**任务指令:** 将下面的材料逐行原样返回，一字不改。

边界框数据摘录
-------

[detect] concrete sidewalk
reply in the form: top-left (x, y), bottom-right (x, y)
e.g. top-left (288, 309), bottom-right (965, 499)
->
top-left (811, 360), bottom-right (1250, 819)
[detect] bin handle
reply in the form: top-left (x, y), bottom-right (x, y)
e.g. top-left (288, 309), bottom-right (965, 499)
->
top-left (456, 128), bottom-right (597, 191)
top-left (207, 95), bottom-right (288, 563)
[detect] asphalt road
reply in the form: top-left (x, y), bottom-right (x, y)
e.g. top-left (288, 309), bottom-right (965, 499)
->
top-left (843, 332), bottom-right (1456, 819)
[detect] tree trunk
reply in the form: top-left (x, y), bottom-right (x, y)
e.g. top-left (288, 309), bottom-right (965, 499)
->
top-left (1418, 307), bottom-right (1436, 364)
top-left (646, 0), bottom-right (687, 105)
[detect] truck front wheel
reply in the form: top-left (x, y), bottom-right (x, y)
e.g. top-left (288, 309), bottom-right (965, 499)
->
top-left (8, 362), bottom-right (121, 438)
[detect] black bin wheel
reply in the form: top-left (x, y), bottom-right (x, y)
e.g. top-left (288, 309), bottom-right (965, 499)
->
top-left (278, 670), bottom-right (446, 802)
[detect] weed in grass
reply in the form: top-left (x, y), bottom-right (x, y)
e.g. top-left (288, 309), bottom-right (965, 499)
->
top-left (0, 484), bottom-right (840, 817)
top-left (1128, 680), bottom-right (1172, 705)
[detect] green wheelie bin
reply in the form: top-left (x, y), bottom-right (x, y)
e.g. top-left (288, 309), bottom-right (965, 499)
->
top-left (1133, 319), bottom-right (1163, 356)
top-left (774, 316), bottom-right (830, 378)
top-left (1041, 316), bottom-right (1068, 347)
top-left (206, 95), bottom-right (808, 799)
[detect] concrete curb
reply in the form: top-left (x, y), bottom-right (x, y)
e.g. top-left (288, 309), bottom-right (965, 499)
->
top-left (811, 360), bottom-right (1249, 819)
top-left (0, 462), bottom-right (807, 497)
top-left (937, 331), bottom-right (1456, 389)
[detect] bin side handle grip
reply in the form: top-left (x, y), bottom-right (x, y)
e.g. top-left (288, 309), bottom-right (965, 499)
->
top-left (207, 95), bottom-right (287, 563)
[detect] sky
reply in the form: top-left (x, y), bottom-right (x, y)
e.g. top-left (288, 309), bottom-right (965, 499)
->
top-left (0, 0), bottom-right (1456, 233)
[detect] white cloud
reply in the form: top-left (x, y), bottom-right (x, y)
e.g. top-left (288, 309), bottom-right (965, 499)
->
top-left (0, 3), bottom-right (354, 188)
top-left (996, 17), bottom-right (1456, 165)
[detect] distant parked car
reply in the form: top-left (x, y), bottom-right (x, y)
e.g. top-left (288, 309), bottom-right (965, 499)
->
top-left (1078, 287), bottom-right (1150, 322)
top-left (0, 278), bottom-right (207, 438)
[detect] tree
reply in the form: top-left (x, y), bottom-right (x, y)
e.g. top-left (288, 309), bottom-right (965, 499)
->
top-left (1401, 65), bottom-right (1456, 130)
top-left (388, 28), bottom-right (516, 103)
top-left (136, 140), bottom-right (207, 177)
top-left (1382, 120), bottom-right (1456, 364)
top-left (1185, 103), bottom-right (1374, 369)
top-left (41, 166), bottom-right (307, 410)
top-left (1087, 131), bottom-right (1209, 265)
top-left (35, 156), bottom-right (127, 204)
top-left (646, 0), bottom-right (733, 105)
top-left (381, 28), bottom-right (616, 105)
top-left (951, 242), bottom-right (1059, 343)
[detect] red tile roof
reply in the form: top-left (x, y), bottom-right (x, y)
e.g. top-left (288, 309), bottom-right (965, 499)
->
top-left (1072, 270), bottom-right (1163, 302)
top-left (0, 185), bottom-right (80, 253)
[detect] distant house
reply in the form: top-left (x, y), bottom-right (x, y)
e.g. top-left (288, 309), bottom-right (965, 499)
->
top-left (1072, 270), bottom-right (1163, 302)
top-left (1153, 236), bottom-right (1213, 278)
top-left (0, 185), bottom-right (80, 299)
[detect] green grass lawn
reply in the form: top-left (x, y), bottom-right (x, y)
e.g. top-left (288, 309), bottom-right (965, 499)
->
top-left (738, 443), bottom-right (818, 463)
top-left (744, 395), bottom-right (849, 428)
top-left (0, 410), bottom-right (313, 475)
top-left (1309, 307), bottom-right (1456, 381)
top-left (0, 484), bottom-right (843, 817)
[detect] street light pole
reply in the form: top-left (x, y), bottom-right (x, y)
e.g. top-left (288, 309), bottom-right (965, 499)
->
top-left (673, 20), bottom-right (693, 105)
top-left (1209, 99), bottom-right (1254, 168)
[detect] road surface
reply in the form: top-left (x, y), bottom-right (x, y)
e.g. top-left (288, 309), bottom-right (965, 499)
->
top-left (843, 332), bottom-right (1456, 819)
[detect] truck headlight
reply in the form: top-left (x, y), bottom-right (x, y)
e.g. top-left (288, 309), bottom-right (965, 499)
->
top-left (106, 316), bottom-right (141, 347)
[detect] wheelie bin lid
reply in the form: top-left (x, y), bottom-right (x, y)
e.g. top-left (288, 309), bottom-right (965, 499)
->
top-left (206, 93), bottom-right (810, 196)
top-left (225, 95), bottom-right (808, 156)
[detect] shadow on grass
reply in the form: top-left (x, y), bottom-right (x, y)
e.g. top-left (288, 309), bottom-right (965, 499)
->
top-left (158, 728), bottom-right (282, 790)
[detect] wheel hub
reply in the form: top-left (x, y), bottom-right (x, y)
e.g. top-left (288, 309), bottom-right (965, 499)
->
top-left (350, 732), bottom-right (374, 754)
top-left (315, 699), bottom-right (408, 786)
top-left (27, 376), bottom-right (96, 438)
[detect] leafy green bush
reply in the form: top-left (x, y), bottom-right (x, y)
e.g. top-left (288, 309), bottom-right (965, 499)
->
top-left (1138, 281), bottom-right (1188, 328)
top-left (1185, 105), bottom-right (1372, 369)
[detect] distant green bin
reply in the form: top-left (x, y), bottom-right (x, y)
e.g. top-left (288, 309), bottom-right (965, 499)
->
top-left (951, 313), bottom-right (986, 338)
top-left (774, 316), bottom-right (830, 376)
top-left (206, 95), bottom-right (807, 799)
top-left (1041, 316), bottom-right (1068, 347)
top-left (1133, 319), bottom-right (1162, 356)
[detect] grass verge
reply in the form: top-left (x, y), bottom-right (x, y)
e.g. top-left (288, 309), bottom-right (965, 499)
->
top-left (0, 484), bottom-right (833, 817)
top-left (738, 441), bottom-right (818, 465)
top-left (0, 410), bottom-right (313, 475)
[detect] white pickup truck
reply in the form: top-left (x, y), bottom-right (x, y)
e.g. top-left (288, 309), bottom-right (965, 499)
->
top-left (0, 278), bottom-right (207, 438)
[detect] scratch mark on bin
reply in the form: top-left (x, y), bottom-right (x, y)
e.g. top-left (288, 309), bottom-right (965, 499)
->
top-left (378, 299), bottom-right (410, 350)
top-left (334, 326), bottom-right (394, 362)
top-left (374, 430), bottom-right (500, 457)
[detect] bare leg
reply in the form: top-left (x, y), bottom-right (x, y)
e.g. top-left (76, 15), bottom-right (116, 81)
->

-------

**本题解答:**
[detect] concrete sidewalk
reply in the form: top-left (x, y), bottom-right (x, y)
e.g. top-left (288, 309), bottom-right (965, 499)
->
top-left (811, 360), bottom-right (1250, 819)
[detect] bin handle
reply in the form: top-left (x, y), bottom-right (x, y)
e.g. top-left (288, 309), bottom-right (965, 499)
->
top-left (456, 128), bottom-right (597, 191)
top-left (207, 95), bottom-right (288, 563)
[detect] asphalt road
reply in the form: top-left (x, y), bottom-right (x, y)
e.g. top-left (288, 309), bottom-right (965, 499)
->
top-left (843, 332), bottom-right (1456, 819)
[detect] tree trunk
reply in the form: top-left (x, y), bottom-right (x, y)
e.g. top-left (288, 309), bottom-right (965, 499)
->
top-left (1418, 307), bottom-right (1436, 364)
top-left (646, 0), bottom-right (687, 105)
[detect] truck front wheel
reply in the form: top-left (x, y), bottom-right (x, y)
e.g. top-left (288, 309), bottom-right (965, 499)
->
top-left (8, 362), bottom-right (121, 438)
[detect] black bin wheel
reply in the form: top-left (x, y), bottom-right (x, y)
e.g. top-left (288, 309), bottom-right (965, 499)
->
top-left (278, 670), bottom-right (446, 802)
[detect] weed in grass
reply in the form: top-left (x, y), bottom-right (x, y)
e.g. top-left (288, 309), bottom-right (965, 499)
->
top-left (0, 484), bottom-right (840, 817)
top-left (1128, 680), bottom-right (1172, 705)
[detect] green wheelie bin
reply in the form: top-left (x, y), bottom-right (x, y)
e.g. top-left (288, 309), bottom-right (965, 499)
->
top-left (1133, 319), bottom-right (1163, 356)
top-left (774, 316), bottom-right (830, 378)
top-left (1041, 316), bottom-right (1068, 347)
top-left (206, 95), bottom-right (808, 799)
[detect] concrete curb
reply in the form: top-left (x, y), bottom-right (x, y)
e.g. top-left (288, 309), bottom-right (965, 499)
->
top-left (811, 360), bottom-right (1249, 819)
top-left (0, 462), bottom-right (807, 497)
top-left (937, 331), bottom-right (1456, 389)
[detect] bin side handle grip
reply in the form: top-left (x, y), bottom-right (x, y)
e.g. top-left (288, 309), bottom-right (965, 499)
->
top-left (207, 95), bottom-right (287, 563)
[detect] sky
reply in the form: top-left (x, y), bottom-right (x, y)
e.g. top-left (288, 309), bottom-right (965, 499)
->
top-left (0, 0), bottom-right (1456, 233)
[detect] white cloud
reply in the form: top-left (x, y), bottom-right (x, y)
e.g. top-left (288, 309), bottom-right (965, 499)
->
top-left (0, 3), bottom-right (354, 188)
top-left (996, 17), bottom-right (1456, 165)
[detect] distant parked car
reply in the form: top-left (x, y), bottom-right (x, y)
e.g. top-left (288, 309), bottom-right (965, 499)
->
top-left (1078, 287), bottom-right (1150, 322)
top-left (0, 278), bottom-right (207, 438)
[detect] tree
reply in the form: top-left (x, y), bottom-right (x, y)
e.g. top-left (288, 309), bottom-right (965, 499)
->
top-left (1401, 65), bottom-right (1456, 130)
top-left (388, 28), bottom-right (516, 103)
top-left (136, 140), bottom-right (207, 177)
top-left (1382, 120), bottom-right (1456, 364)
top-left (1185, 103), bottom-right (1374, 369)
top-left (41, 166), bottom-right (307, 410)
top-left (1087, 131), bottom-right (1209, 265)
top-left (35, 156), bottom-right (127, 204)
top-left (646, 0), bottom-right (733, 105)
top-left (381, 28), bottom-right (616, 105)
top-left (951, 242), bottom-right (1059, 343)
[detect] red tile roof
reply in the form: top-left (x, y), bottom-right (x, y)
e.g. top-left (288, 309), bottom-right (965, 499)
->
top-left (1072, 270), bottom-right (1163, 302)
top-left (0, 185), bottom-right (80, 253)
[detect] distant house
reply in the form: top-left (x, y), bottom-right (x, y)
e.g. top-left (288, 309), bottom-right (965, 499)
->
top-left (1072, 270), bottom-right (1163, 302)
top-left (1153, 236), bottom-right (1213, 278)
top-left (0, 185), bottom-right (80, 299)
[detect] green grass lawn
reply in the form: top-left (x, y), bottom-right (x, y)
e.g. top-left (288, 309), bottom-right (965, 499)
->
top-left (738, 443), bottom-right (818, 463)
top-left (744, 395), bottom-right (849, 428)
top-left (0, 410), bottom-right (313, 475)
top-left (1309, 307), bottom-right (1456, 381)
top-left (0, 484), bottom-right (843, 817)
[detect] street light pole
reply in the form: top-left (x, y), bottom-right (x, y)
e.g. top-left (288, 309), bottom-right (965, 499)
->
top-left (673, 20), bottom-right (693, 105)
top-left (1209, 99), bottom-right (1254, 168)
[detect] road surface
reply in the form: top-left (x, y), bottom-right (x, y)
e.g. top-left (288, 309), bottom-right (965, 499)
->
top-left (843, 332), bottom-right (1456, 819)
[detect] truck headlight
reply in the form: top-left (x, y), bottom-right (x, y)
e.g. top-left (288, 309), bottom-right (965, 499)
->
top-left (106, 316), bottom-right (141, 347)
[detect] wheelie bin lid
reply in the form: top-left (x, y), bottom-right (x, y)
e.g. top-left (288, 309), bottom-right (965, 499)
->
top-left (206, 93), bottom-right (810, 196)
top-left (225, 95), bottom-right (808, 156)
[detect] shadow on grass
reply in the form: top-left (x, y), bottom-right (x, y)
e.g. top-left (288, 309), bottom-right (965, 499)
->
top-left (158, 728), bottom-right (282, 790)
[detect] wheel hub
reply in the form: top-left (x, y), bottom-right (x, y)
e.g. top-left (288, 309), bottom-right (965, 499)
->
top-left (350, 732), bottom-right (374, 754)
top-left (315, 699), bottom-right (408, 786)
top-left (27, 376), bottom-right (96, 438)
[detect] leafy green bush
reply in the form: top-left (x, y), bottom-right (x, y)
e.g. top-left (288, 309), bottom-right (965, 499)
->
top-left (1138, 281), bottom-right (1188, 328)
top-left (1185, 105), bottom-right (1372, 369)
[detect] distant green bin
reply in the form: top-left (x, y), bottom-right (x, y)
e.g. top-left (288, 309), bottom-right (965, 499)
->
top-left (951, 313), bottom-right (986, 338)
top-left (774, 316), bottom-right (830, 376)
top-left (206, 95), bottom-right (807, 799)
top-left (1041, 316), bottom-right (1068, 347)
top-left (1133, 319), bottom-right (1162, 356)
[detect] grass verge
reply in the form: top-left (x, y), bottom-right (x, y)
e.g. top-left (288, 309), bottom-right (965, 499)
->
top-left (0, 484), bottom-right (833, 817)
top-left (738, 441), bottom-right (818, 465)
top-left (0, 410), bottom-right (313, 475)
[detect] white pickup truck
reply in the form: top-left (x, y), bottom-right (x, y)
e.g. top-left (288, 309), bottom-right (965, 499)
->
top-left (0, 278), bottom-right (207, 438)
[detect] scratch mark on bin
reply in the form: top-left (x, y), bottom-right (x, y)
e.g. top-left (288, 309), bottom-right (965, 499)
->
top-left (378, 299), bottom-right (410, 350)
top-left (334, 326), bottom-right (394, 362)
top-left (374, 430), bottom-right (500, 457)
[detect] bare leg
reply in the form: top-left (x, y), bottom-right (x, y)
e.g. top-left (76, 15), bottom-right (116, 81)
->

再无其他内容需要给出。